**ZITIERTER TEXT**

__________________________________________________

Die belangte Behörde hat ein ordnungsgemäßes Ermittlungsverfahren durchgeführt und in der Begründung des angefochtenen Bescheides die Ergebnisse dieses Verfahrens, die bei der Beweiswürdigung maßgebenden Erwägungen und die darauf gestützte Beurteilung der Rechtsfrage klar und übersichtlich zusammengefasst. Das Bundesverwaltungsgericht verweist daher zunächst auf diese schlüssigen und nachvollziehbaren beweiswürdigenden Ausführungen der belangten Behörde im angefochtenen Bescheid.
Die Feststellungen zur Person des Beschwerdeführers, insbesondere zu seiner Staatsangehörigkeit, seiner Volksgruppen- und Glaubenszugehörigkeit ergeben sich aus den diesbezüglichen glaubhaften Angaben des Beschwerdeführers im gegenständlichen sowie im vorangegangenen Asylverfahren. Es ist im Verfahren nichts hervorgekommen, das Zweifel an der Richtigkeit dieser Feststellungen zur Person des Beschwerdeführers aufkommen lässt.
Da der Beschwerdeführer den österreichischen Behörden keine identitätsbezeugenden Dokumente vorlegte, steht seine Identität nicht fest.

__________________________________________________

**GEGEBENE EINTRÄGE**
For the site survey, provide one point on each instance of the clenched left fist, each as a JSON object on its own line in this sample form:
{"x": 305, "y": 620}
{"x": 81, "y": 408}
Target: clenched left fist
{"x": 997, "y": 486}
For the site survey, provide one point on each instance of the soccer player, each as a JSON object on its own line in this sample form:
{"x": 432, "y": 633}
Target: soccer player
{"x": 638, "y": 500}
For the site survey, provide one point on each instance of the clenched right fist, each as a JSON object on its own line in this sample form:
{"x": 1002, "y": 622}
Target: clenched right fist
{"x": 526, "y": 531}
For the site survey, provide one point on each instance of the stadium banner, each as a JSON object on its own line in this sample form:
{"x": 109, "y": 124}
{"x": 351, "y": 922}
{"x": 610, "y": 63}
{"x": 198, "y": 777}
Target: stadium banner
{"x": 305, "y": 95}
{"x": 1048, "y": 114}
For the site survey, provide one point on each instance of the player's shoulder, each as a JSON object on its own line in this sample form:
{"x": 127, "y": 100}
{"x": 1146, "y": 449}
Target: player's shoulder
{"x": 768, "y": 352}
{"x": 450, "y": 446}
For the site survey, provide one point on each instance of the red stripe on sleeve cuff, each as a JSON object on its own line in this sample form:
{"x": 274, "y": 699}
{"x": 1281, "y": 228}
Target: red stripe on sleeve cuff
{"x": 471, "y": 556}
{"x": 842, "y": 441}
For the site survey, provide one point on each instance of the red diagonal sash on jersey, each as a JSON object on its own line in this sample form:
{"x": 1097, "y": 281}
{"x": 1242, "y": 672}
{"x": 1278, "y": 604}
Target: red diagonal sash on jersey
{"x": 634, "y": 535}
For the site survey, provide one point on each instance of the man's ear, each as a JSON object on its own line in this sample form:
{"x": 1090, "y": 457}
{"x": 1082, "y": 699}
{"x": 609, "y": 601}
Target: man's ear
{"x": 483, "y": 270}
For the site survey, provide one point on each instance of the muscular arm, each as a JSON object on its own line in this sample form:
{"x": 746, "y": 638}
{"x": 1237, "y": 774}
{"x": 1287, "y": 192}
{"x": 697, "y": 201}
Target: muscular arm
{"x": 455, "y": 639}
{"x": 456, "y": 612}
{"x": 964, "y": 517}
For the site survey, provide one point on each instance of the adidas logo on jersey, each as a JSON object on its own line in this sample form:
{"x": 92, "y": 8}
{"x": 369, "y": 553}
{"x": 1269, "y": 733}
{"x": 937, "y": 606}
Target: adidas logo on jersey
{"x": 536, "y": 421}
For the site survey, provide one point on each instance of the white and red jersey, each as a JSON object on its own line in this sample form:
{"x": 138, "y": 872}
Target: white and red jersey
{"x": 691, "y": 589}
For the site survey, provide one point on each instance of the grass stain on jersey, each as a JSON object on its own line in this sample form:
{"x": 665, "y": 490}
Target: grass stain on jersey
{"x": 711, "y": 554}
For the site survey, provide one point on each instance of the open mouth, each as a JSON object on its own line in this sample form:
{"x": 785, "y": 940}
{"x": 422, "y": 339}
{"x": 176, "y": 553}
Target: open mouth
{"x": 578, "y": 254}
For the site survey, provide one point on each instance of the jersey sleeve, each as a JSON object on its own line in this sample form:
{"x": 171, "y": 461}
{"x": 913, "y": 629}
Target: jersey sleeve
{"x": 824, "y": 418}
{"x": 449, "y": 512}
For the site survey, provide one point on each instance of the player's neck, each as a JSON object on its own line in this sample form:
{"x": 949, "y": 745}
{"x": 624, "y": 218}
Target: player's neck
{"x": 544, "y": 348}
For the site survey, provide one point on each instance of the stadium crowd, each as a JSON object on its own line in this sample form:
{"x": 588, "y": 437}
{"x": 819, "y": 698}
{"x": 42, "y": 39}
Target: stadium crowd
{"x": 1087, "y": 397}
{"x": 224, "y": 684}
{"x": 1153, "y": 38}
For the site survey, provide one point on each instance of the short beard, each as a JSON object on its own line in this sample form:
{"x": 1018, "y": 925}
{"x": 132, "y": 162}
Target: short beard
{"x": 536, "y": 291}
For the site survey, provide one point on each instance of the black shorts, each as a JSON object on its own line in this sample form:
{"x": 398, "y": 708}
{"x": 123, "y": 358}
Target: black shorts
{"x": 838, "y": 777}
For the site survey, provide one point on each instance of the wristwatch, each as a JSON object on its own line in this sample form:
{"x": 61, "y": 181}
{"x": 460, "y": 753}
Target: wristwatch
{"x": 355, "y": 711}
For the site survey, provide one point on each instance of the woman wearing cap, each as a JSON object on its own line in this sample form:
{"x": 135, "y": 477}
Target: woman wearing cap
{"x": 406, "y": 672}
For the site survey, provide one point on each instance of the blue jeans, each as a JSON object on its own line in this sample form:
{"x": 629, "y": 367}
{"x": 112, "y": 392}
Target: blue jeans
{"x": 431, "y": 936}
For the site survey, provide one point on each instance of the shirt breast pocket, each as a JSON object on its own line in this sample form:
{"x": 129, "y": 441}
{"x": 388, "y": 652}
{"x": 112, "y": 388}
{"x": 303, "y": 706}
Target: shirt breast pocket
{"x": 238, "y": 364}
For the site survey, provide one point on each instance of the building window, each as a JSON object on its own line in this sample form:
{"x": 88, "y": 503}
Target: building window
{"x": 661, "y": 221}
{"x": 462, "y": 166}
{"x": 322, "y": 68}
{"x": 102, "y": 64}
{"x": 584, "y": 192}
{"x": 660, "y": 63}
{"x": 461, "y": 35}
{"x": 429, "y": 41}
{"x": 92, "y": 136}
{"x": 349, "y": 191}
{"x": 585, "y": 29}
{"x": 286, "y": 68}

__________________________________________________

**AUFGABE 1**
Fasse den zitierten Text in zwei Sätzen zusammen.
**AUFGABE 2**
Zieh aus den Einträgen jede Zeile heraus, in der das Wort „woman“ vorkommt.

**RICHTIGE ANTWORT 1**
Die belangte Behörde hat das Ermittlungsverfahren ordentlich geführt und ihren Bescheid klar begründet, daher verweist das Bundesverwaltungsgericht auf ihre Ausführungen. Die Angaben zur Person des Beschwerdeführers, etwa zu Staatsangehörigkeit, Volksgruppe und Glauben, beruhen auf seinen glaubhaften Aussagen und werden nicht angezweifelt, doch seine Identität steht nicht fest, weil er keine Dokumente dazu vorgelegt hat.

**RICHTIGE ANTWORT 2**
For the site survey, provide one point on each instance of the woman wearing cap, each as a JSON object on its own line in this sample form:
Target: woman wearing cap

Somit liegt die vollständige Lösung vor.